'''

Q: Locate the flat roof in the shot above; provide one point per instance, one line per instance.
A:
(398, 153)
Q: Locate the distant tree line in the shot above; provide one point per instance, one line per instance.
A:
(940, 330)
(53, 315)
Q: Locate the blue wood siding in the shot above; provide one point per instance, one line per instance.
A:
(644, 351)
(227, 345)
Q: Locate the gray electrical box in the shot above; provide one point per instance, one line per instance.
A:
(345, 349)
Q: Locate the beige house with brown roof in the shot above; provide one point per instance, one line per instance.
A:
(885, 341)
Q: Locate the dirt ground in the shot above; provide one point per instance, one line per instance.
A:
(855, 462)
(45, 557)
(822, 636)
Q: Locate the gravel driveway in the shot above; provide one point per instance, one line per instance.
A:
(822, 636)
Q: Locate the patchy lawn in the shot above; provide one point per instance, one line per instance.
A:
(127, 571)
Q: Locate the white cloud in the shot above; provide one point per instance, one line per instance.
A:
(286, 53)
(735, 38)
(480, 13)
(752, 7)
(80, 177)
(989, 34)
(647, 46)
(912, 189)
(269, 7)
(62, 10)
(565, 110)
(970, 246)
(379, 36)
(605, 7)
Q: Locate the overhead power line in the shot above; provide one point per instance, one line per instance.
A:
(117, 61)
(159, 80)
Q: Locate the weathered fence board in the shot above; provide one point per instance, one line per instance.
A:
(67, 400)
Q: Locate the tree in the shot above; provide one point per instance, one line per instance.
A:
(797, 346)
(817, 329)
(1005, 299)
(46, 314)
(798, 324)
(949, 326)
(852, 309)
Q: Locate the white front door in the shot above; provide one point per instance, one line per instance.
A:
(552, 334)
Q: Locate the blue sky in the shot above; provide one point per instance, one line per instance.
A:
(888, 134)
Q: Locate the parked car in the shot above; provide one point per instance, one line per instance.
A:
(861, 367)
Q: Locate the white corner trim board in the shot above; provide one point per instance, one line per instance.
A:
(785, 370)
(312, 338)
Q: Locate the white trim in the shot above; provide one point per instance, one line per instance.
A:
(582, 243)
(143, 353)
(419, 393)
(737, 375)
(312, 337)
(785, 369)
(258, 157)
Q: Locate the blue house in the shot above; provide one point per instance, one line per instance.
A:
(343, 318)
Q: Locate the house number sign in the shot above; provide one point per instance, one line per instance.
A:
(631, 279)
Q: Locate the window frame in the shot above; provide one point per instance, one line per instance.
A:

'''
'''

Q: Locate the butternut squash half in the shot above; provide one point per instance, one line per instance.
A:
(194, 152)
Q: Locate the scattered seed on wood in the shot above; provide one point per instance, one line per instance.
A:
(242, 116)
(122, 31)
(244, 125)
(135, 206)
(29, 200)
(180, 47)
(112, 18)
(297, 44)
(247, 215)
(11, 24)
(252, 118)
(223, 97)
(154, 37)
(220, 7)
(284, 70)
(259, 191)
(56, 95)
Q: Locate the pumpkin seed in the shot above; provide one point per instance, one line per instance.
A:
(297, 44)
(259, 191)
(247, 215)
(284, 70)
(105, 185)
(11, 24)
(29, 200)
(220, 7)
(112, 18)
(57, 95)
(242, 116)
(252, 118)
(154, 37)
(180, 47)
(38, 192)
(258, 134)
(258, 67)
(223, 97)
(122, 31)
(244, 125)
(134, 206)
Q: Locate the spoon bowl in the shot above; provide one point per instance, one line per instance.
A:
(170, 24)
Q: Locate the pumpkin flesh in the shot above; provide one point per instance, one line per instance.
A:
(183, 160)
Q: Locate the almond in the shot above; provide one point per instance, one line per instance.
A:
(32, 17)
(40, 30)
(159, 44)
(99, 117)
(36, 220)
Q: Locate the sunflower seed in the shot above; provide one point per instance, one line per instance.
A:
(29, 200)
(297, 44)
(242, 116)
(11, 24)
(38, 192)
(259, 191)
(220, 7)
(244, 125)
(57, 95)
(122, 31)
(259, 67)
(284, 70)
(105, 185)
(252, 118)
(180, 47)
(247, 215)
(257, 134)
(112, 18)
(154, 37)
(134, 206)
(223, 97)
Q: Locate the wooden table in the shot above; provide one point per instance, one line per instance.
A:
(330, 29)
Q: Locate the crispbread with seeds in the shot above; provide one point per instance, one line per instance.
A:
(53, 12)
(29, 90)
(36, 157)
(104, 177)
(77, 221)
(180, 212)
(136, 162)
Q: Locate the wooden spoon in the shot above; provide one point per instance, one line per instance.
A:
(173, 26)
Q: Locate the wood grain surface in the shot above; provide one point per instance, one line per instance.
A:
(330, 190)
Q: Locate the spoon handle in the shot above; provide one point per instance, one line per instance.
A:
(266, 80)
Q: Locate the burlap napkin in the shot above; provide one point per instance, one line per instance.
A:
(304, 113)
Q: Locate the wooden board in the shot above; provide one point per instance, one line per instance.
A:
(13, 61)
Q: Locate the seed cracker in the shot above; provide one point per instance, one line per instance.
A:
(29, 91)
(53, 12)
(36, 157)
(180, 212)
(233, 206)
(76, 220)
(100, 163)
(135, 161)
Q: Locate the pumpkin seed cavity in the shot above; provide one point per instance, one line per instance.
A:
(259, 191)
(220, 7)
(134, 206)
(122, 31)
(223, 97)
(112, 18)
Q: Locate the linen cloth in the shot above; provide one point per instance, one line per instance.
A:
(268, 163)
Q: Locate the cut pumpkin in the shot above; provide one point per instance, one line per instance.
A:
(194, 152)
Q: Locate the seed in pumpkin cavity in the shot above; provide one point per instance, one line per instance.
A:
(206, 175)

'''
'''

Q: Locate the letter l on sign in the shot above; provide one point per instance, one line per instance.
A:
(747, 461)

'''

**PROMPT:** Take the stretch of lines above from the one containing "Q: Locate the butternut" through the one containing "Q: Locate the pumpkin seed in" and repeat it exactly, adding no other line.

**EXERCISE OUTPUT:**
Q: Locate the butternut squash half in the shot above; provide one point per instance, one line per instance.
A:
(194, 152)
Q: Locate the scattered seed on wood in the shot above; provide one point per instance, one line per instance.
A:
(242, 116)
(122, 31)
(244, 125)
(135, 206)
(29, 200)
(180, 47)
(112, 18)
(297, 44)
(247, 215)
(11, 24)
(252, 118)
(223, 97)
(154, 37)
(220, 7)
(284, 70)
(259, 191)
(56, 95)
Q: Locate the pumpkin seed in the shot above; provide one point per instance, one line per instance.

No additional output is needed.